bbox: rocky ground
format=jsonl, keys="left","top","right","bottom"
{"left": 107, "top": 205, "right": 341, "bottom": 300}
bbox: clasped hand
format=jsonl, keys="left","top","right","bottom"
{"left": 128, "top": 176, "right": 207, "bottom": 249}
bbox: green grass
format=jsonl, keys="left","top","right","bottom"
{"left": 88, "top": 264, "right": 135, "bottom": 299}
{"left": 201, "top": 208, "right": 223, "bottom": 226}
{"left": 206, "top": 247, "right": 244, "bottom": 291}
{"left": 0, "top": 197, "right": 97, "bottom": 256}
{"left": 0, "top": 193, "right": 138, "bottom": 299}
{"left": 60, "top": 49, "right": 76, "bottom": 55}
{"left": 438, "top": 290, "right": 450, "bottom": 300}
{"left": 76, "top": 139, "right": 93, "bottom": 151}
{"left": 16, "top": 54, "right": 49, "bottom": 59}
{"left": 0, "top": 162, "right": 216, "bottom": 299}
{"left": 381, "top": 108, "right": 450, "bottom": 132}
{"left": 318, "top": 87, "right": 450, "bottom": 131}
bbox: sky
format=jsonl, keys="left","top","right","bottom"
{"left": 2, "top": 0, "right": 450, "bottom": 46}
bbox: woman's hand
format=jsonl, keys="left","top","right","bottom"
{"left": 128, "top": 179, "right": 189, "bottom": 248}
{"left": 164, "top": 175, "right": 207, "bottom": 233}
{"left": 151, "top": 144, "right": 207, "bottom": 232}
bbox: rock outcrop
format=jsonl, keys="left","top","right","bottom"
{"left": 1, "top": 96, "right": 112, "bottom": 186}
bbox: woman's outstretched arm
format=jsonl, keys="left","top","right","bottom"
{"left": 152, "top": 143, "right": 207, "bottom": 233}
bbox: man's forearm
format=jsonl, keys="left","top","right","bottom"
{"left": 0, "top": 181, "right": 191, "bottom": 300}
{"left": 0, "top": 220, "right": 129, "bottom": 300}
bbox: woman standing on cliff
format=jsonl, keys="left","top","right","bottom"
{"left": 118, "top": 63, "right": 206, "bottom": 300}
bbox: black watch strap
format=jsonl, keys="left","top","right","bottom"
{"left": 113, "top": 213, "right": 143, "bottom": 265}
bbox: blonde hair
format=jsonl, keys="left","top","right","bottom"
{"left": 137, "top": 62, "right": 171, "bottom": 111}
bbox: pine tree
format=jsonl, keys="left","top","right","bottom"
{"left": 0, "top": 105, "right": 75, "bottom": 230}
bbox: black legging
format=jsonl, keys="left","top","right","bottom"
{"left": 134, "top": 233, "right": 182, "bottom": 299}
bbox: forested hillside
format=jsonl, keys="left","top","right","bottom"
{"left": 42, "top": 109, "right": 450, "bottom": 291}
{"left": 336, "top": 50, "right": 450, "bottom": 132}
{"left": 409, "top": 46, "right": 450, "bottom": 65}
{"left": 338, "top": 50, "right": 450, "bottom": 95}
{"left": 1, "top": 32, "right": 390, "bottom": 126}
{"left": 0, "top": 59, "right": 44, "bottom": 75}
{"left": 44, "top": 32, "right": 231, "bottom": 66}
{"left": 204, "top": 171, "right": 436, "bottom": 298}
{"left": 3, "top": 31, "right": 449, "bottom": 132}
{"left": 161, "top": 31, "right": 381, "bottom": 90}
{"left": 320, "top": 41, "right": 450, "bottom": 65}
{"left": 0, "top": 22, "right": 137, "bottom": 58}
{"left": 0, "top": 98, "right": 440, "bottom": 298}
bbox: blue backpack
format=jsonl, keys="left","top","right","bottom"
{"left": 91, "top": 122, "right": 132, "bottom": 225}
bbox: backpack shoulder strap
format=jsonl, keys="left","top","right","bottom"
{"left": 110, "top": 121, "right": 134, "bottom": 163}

====

• _Work to be completed_
Take each line from the preceding material that contains "black" and copy it.

• _Exercise result_
bbox: black watch strap
bbox: black legging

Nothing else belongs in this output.